▶ [Given records]:
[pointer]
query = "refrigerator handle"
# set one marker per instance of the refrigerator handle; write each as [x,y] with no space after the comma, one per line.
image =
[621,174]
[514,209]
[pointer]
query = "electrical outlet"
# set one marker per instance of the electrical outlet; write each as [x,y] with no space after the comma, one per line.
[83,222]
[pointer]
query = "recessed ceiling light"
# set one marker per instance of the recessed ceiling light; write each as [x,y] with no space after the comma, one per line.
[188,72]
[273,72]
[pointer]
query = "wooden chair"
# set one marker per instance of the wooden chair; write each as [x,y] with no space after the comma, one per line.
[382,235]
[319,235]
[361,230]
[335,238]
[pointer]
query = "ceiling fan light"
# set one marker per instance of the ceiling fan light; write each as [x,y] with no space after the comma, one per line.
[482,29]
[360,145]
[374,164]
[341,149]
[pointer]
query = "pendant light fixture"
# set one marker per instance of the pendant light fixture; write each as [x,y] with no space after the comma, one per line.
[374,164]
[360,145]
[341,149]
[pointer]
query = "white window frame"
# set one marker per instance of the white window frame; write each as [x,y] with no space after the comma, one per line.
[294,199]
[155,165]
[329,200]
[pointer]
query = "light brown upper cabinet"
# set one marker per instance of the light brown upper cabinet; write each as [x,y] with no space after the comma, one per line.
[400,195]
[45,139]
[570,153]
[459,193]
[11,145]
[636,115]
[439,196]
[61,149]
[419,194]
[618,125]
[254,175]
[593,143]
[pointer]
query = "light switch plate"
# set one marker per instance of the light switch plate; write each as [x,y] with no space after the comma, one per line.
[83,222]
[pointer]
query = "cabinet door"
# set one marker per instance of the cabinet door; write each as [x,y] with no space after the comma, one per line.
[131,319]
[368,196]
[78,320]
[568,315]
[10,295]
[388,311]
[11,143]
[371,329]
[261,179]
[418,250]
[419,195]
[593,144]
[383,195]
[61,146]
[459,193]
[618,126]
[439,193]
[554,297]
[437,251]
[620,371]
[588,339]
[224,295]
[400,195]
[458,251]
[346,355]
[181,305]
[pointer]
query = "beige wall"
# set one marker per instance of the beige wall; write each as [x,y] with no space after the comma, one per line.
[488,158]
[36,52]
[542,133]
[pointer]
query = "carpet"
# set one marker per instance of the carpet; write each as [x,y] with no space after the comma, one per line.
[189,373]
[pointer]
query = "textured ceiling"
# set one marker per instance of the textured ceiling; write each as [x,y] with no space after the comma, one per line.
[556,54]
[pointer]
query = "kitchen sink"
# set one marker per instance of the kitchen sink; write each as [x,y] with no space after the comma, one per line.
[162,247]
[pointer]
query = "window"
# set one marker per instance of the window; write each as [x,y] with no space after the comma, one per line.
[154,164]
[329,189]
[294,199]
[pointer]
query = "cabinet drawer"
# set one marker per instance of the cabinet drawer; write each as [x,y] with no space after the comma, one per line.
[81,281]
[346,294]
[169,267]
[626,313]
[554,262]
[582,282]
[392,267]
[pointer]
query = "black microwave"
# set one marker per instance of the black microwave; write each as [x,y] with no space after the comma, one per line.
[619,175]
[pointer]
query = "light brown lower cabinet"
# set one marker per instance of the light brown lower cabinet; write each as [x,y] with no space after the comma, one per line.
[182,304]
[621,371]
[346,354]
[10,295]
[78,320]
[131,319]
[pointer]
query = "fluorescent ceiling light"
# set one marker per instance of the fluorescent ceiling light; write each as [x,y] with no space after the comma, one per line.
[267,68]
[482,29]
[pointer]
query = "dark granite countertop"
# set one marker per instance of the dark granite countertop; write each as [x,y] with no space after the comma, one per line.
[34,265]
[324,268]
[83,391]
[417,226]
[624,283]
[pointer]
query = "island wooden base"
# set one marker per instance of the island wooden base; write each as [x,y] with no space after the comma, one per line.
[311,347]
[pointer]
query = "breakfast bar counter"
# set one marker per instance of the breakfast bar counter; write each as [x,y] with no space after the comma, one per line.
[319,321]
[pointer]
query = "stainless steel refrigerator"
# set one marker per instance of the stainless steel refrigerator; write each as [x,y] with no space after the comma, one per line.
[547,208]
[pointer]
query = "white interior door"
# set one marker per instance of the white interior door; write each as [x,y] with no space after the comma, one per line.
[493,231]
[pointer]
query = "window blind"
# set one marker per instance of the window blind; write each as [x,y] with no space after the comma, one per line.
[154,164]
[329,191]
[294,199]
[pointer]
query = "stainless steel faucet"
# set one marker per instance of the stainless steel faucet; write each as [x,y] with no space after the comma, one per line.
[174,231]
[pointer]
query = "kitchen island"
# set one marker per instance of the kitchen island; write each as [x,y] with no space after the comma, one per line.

▶ [What is expected]:
All of the data above should be output exactly.

▶ [Solution to this problem]:
[pointer]
query = "refrigerator handle"
# set one marker per instance of the refrigerator handle; write each as [x,y] with no space after the comma, one per line.
image =
[621,174]
[514,209]
[pointer]
query = "electrical outlet"
# set one marker per instance of the electrical outlet; write each as [x,y] with no space after the comma, one per line.
[83,222]
[pointer]
query = "recessed ceiling light"
# set one marker per instance of the recessed ceiling light; write each as [x,y] with no space after the comma, one per line.
[188,72]
[273,72]
[pointer]
query = "wooden chair"
# set one marker per instance of the wooden chair; write each as [x,y] with no space after the comma, one per line.
[382,235]
[319,235]
[361,230]
[335,238]
[pointer]
query = "ceiling fan light"
# set one marker per instance of the ceiling fan light; write each as [x,y] with no space after the comma, one per line.
[482,29]
[360,145]
[374,164]
[341,149]
[pointer]
query = "pendant light fixture"
# set one marker per instance of the pendant light fixture; write each as [x,y] with no space after the comma, one per line.
[374,164]
[360,145]
[341,149]
[pointer]
query = "white window frame"
# set one marker per instance of the white window frame; write each as [x,y] with no space after the comma, one per line.
[294,199]
[155,165]
[329,200]
[pointer]
query = "light brown upper cabinet"
# set one marker per instance of the light brown upper cabinet; write each as [x,y] with no space after the comma, one per line.
[400,195]
[45,139]
[570,153]
[459,193]
[11,145]
[636,115]
[439,196]
[61,149]
[419,194]
[618,125]
[254,175]
[593,143]
[pointer]
query = "light switch plate"
# set one marker per instance of the light switch plate; write each as [x,y] with no space after the comma, one per line.
[83,222]
[pointer]
query = "cabinet door"
# set one marker per instance of the cabinet door; write each as [x,y] with no space after the comma, one per line.
[131,319]
[368,196]
[78,320]
[568,315]
[10,295]
[388,311]
[11,143]
[371,329]
[261,179]
[418,250]
[419,195]
[593,144]
[383,195]
[61,146]
[459,193]
[618,126]
[439,193]
[554,297]
[437,251]
[620,371]
[588,339]
[224,295]
[400,195]
[458,251]
[346,355]
[181,305]
[pointer]
query = "beige wall"
# set one marker per instance of the beige wall; write each as [x,y] with no space after the comma, one per line.
[488,158]
[36,52]
[542,133]
[pointer]
query = "carpet"
# set one marker per instance of the carpet; write each as [x,y] with no space after the comma, one per line.
[189,373]
[pointer]
query = "textured ceiling"
# set one marker per instance of the textured ceiling; write each as [x,y] with no space after the comma, one per line.
[556,54]
[pointer]
query = "kitchen sink"
# set one marker per instance of the kitchen sink; write each as [x,y] with no space after the comma, one per line.
[162,247]
[pointer]
query = "window"
# set one marker per instance of the window; write each as [x,y] with no space after the comma, one per line.
[154,164]
[329,189]
[294,199]
[pointer]
query = "cabinet drawer"
# set one marker per instance of the cabinet drawer; write each as [x,y] with no space after the comma, one per line.
[81,281]
[346,294]
[169,267]
[626,313]
[554,262]
[582,282]
[392,267]
[pointer]
query = "black microwave"
# set one marker per instance of the black microwave; write each as [x,y] with no space after the comma, one per line.
[619,175]
[pointer]
query = "light brown lower cabinet"
# set one marker per instance of the light brown lower cabinet; write each as [x,y] with no space after the comma, one per line.
[182,304]
[621,371]
[346,354]
[10,295]
[78,320]
[131,319]
[pointer]
query = "fluorescent ceiling light"
# set one marker per instance of the fluorescent ceiling light; write each as [x,y] with no space after the comma, one per line.
[267,68]
[482,29]
[pointer]
query = "dark granite countertop"
# set one marker per instance of the dark granite countertop; write each as [x,y] with no space after the comma, one per line.
[34,265]
[324,268]
[83,391]
[417,226]
[624,283]
[pointer]
query = "island wooden base"
# set one marker per instance of the island wooden base; write each as [x,y] with no space after the comma, one per line.
[311,347]
[pointer]
query = "breakfast bar counter"
# set one marker per instance of the breakfast bar counter; write each as [x,y] with no space after the comma, one per line.
[319,321]
[pointer]
query = "stainless steel refrigerator"
# set one marker per instance of the stainless steel refrigerator; write each as [x,y] with no space after the comma, one per line.
[547,208]
[pointer]
query = "white interior door"
# set one marker per instance of the white interior door; write each as [x,y] with no space after the comma, one per line.
[493,231]
[pointer]
query = "window blind"
# set one marker per instance of the window blind; write each as [x,y] with no space after the comma, one per line.
[154,164]
[329,191]
[294,199]
[pointer]
query = "stainless steel faucet"
# set one marker per instance of the stainless steel faucet; write each as [x,y] with no space after the comma, one per line.
[174,231]
[pointer]
query = "kitchen island"
# set one marker per instance of the kitchen island; write each as [x,y] with no space after the comma, one per line.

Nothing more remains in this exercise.